**Task objective**
Carry on the piece about WPRB's Hypnotized Cheese t-shirt promos, picking up after its final sentence.

─── Text shown

Few on-air promos enjoy the kind of reputation this pair of early 90s WPRB recordings promoting the station’s “Hypnotized Cheese” t-shirts do. Apart from being one of the most popular shirts ever produced by the station (in its day, the Hypnotized Cheese guy could be frequently spotted in the crowd on any given night at Maxwell’s or the Khyber Pass), the on-air spots used to hawk them were almost as ubiquitous as the shirts themselves. (Listeners would routinely call and request them. Jon Solomon claims to have received one such request within the last year!)

To properly honor the legacy of WPRB’s Hypnotized Cheese mascot (who also appeared on the cover of a printed program guide which you can check out in our upcoming exhibit of station history at Princeton University’s Mudd Library), here are the two original promos. These spots were voiced, written, and produced by Matthew Robb (Myron), John Clements (Robin Leach impersonator), and Hugh Hynes (production).

──────
─── Provided information

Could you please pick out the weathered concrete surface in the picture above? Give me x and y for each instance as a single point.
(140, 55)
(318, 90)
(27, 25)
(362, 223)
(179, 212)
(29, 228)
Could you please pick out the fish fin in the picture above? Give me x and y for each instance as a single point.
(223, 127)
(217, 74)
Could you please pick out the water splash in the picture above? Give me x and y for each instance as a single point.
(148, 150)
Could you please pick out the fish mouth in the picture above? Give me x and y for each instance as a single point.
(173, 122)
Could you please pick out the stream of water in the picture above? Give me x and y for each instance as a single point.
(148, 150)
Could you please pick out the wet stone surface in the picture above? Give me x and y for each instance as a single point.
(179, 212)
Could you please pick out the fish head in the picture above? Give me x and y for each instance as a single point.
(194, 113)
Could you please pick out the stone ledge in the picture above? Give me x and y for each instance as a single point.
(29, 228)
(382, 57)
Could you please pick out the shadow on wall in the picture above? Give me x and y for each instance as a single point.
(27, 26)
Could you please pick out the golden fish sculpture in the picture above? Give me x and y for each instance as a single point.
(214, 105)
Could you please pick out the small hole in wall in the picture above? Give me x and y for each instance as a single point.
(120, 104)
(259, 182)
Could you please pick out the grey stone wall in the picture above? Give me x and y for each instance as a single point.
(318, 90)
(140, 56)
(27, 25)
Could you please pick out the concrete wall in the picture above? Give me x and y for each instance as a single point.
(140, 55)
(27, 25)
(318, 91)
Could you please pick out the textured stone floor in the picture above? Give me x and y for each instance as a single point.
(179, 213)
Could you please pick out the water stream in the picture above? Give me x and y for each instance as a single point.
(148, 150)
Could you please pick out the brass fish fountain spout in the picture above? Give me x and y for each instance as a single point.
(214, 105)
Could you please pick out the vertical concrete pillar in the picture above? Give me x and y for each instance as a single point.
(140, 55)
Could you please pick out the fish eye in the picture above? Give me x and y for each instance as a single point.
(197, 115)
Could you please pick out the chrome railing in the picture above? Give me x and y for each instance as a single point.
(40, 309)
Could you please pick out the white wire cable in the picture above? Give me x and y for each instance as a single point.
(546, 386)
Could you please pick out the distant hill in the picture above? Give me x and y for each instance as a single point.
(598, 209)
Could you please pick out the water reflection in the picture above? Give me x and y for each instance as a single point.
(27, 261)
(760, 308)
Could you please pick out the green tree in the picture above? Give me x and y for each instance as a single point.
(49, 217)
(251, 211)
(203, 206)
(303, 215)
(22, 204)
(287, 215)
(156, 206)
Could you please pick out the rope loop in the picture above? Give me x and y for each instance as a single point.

──────

**The reply**
Hypnotized Cheese Promo #1


Hypnotized Cheese Promo #2

Bonus: Here are scans of the original scripts and production notes for each.

Promo 1 || Promo 2

A limited-run, 20th anniversary edition of the Hypnotized Cheese t-shirt was produced as a special fundraising item back in 2012. It sold out rapidly, proving the design’s enduring appeal. Will there be a third edition? Time will tell…

In the meantime, here’s the video for Spectrum’s “How You Satisfy Me”, which served as background music in Promo #1 and was, by all accounts, one of the biggest WPRB hits of the era.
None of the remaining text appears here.